[Dataset items]

§ §

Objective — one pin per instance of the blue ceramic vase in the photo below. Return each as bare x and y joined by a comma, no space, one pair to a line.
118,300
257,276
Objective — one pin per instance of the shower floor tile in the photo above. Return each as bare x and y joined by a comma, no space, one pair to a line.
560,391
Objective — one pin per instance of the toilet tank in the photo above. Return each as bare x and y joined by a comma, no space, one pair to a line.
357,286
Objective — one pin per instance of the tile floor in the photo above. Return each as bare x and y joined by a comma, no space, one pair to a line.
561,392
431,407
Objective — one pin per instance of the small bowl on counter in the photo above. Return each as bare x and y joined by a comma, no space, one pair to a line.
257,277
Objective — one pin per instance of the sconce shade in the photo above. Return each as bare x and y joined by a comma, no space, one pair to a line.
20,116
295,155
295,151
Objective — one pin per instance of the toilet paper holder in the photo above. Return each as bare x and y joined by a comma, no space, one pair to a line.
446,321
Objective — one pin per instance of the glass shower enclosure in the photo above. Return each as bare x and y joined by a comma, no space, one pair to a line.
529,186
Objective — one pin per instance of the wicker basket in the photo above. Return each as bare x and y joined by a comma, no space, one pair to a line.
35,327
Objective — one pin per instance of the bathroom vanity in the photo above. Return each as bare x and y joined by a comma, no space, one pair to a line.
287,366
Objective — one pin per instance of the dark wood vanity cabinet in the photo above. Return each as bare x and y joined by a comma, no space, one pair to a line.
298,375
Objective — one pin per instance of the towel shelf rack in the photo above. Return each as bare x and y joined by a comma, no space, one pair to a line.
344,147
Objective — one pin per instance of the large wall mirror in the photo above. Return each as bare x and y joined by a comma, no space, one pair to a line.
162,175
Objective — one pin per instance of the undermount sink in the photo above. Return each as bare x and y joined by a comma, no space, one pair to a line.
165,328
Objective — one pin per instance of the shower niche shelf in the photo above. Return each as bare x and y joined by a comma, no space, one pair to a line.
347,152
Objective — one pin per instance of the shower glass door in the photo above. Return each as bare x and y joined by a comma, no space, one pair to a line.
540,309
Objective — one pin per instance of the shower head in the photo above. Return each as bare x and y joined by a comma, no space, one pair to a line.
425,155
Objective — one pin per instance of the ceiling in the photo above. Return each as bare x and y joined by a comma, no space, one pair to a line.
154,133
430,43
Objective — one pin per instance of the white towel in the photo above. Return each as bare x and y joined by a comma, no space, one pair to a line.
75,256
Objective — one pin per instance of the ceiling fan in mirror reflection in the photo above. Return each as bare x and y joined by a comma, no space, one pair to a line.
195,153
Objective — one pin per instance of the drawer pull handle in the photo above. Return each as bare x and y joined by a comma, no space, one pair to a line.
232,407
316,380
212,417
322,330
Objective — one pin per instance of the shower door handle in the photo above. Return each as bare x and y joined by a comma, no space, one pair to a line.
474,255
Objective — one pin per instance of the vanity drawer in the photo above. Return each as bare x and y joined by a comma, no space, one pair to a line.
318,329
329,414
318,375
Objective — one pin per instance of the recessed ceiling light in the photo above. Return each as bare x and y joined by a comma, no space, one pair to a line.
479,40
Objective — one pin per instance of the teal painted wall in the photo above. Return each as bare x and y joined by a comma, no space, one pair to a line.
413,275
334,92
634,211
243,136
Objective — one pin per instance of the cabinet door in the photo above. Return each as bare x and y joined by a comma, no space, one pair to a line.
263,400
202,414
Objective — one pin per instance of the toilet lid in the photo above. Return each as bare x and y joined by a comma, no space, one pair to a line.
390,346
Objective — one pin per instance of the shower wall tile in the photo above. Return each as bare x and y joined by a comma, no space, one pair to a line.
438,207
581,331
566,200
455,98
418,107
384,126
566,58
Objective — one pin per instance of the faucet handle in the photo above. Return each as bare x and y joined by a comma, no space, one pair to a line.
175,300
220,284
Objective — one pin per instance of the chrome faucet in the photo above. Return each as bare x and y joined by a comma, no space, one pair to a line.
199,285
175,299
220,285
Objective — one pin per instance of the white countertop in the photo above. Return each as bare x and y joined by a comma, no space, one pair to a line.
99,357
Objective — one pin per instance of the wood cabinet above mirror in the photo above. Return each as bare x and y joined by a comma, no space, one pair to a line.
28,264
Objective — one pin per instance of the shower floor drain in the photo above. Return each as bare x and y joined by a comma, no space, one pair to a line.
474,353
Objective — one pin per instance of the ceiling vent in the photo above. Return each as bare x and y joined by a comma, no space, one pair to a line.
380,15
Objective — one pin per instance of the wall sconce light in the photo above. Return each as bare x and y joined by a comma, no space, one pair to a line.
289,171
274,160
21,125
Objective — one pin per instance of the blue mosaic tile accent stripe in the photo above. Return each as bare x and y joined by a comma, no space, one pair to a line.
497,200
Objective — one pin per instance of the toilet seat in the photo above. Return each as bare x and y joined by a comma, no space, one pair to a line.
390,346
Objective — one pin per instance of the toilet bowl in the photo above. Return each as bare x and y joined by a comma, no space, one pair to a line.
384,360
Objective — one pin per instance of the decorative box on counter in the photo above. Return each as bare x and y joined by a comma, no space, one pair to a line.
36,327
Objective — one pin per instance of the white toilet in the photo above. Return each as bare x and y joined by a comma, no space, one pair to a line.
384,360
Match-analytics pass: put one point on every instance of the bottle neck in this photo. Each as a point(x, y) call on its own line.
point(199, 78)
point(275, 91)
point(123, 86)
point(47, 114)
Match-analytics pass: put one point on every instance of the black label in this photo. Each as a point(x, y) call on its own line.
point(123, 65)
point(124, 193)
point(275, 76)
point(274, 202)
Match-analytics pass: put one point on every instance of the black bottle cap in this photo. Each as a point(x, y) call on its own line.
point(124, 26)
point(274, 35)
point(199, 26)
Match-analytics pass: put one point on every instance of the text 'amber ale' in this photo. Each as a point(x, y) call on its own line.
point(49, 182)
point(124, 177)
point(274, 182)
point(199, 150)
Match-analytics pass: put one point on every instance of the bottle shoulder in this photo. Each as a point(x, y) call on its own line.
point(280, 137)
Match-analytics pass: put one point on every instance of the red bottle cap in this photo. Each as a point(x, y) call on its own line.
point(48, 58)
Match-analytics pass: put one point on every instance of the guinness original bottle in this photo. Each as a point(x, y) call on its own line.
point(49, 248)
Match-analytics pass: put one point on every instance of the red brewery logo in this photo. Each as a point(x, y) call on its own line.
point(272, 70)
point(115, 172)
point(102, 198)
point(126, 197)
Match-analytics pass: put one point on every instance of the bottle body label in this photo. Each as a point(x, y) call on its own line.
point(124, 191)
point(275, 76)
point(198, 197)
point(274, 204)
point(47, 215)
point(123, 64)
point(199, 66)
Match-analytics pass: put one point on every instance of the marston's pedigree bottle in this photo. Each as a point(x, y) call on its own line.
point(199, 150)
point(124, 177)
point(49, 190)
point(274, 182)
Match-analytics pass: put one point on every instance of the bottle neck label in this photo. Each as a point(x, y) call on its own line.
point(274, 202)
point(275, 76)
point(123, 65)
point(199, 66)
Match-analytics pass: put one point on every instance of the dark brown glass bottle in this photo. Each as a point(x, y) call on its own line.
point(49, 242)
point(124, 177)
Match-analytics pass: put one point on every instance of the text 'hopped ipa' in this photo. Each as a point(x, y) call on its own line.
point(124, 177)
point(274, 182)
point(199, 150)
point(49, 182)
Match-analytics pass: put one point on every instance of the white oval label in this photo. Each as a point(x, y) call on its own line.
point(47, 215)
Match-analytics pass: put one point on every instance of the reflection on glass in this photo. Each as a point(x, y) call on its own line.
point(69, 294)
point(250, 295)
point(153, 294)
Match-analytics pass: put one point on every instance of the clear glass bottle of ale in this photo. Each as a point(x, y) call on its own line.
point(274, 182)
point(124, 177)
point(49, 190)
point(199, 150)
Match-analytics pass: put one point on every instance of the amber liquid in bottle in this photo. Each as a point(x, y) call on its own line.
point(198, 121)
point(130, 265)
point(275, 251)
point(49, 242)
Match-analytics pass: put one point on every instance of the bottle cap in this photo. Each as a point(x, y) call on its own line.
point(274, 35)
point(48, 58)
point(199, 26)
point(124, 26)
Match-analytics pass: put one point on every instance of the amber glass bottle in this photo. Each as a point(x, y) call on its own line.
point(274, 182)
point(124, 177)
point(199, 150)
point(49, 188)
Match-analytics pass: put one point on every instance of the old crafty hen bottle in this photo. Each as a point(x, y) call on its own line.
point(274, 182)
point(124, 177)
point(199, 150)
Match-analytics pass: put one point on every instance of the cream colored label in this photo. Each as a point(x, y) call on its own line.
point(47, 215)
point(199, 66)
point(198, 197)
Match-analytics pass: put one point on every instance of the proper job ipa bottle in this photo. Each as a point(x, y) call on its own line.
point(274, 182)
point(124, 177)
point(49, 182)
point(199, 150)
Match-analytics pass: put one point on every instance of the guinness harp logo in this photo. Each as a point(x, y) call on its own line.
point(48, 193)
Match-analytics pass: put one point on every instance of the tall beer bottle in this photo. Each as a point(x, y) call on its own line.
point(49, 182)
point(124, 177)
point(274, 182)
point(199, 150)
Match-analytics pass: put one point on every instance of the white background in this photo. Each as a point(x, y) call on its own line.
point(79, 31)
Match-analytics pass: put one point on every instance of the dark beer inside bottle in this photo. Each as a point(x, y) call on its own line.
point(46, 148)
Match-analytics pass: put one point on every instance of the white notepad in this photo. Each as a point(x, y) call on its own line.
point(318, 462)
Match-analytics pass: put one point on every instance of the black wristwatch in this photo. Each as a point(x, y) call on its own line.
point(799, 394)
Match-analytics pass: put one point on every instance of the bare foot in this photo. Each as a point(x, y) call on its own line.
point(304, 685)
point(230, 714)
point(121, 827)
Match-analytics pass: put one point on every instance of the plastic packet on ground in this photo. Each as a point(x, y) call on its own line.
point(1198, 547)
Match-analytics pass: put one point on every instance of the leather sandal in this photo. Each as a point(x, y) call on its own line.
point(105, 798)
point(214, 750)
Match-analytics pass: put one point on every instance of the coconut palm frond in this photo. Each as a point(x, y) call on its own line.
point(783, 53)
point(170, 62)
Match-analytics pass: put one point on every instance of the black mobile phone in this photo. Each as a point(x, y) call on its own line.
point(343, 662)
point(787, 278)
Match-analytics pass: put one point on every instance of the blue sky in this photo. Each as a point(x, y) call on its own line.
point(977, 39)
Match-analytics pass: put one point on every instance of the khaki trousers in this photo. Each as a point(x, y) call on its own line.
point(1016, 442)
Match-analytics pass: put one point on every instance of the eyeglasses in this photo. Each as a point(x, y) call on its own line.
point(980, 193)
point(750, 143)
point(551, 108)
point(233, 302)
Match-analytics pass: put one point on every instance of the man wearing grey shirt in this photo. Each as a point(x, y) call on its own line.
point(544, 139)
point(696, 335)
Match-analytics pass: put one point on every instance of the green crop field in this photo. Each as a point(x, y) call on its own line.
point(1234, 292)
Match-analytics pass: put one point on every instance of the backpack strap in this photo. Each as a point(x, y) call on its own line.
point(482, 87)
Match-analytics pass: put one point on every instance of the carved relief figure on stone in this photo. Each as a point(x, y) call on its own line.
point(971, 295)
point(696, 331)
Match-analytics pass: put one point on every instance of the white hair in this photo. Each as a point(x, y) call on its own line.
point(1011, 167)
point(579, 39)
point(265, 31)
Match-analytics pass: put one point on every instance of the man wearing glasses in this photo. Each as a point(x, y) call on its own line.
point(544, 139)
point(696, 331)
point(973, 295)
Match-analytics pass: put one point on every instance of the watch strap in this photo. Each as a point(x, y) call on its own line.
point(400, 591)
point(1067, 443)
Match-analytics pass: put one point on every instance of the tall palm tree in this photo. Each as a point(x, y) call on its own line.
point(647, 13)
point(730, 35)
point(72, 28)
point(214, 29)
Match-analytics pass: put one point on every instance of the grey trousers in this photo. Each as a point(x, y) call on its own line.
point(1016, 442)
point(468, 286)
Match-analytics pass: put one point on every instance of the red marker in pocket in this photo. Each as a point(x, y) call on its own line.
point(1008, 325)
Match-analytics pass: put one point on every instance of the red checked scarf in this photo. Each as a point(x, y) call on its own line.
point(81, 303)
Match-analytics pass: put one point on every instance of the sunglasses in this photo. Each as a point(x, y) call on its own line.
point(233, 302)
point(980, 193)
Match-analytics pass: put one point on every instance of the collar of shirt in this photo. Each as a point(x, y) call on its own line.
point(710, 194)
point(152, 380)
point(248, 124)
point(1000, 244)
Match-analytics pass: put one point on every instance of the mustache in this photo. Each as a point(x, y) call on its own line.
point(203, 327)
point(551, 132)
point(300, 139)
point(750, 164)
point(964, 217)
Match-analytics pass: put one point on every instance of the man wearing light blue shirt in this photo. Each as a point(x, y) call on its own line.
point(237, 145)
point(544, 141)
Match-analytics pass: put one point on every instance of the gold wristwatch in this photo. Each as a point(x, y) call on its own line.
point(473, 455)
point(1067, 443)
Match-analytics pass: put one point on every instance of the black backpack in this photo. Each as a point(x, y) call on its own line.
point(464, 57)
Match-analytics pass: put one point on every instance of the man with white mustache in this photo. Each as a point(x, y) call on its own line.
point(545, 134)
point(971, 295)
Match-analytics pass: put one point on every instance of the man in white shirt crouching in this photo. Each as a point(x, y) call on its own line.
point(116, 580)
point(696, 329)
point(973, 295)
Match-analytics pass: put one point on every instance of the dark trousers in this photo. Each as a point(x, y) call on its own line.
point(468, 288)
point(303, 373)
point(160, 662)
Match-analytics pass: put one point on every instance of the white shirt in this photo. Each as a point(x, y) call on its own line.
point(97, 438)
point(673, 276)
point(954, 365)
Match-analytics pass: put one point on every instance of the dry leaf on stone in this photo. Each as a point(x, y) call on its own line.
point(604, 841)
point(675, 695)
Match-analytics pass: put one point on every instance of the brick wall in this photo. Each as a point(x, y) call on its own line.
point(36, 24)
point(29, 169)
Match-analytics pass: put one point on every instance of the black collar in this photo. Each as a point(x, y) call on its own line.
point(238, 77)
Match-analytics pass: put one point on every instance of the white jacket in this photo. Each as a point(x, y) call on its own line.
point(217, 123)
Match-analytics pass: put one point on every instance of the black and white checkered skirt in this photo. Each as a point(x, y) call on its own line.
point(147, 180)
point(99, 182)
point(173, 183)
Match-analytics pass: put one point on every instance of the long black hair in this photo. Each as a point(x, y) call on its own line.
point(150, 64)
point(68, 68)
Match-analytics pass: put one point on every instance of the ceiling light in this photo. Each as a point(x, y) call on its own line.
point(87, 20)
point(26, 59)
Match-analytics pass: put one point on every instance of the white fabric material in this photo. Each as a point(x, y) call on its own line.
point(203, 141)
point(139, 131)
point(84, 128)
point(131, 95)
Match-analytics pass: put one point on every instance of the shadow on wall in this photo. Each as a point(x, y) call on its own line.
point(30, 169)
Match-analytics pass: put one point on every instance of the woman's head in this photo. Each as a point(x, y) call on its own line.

§ §

Arrange the lines from the one containing "the black and" through the last line of the records as a Markdown table with the columns Row and Line text, omitting any blank lines.

▶ In response:
| Row | Line text |
|---|---|
| 1 | Match-analytics pass: put one point on every instance of the black and white checkered skirt in this photo. Each as a point(x, y) call on its own line. |
| 2 | point(147, 180) |
| 3 | point(99, 182) |
| 4 | point(173, 183) |
| 5 | Match-analytics pass: put one point on every instance of the long black hair in this photo. Each as a point(x, y) call on its own line. |
| 6 | point(150, 64) |
| 7 | point(68, 68) |
| 8 | Match-analytics pass: put one point on every instance of the ceiling light in this photo. Each as a point(x, y) call on its own line. |
| 9 | point(87, 20) |
| 10 | point(26, 59) |
| 11 | Match-analytics pass: put one point on every instance of the white fabric material in this photo. Each as a point(x, y) call on its own line. |
| 12 | point(203, 141) |
| 13 | point(139, 131) |
| 14 | point(84, 128) |
| 15 | point(131, 95) |
| 16 | Match-analytics pass: put one point on every instance of the shadow on wall in this photo. Each as a point(x, y) call on its own line. |
| 17 | point(30, 169) |
| 18 | Match-analytics pass: put one point on every instance of the woman's head in this photo. Each as a point(x, y) call on its own line. |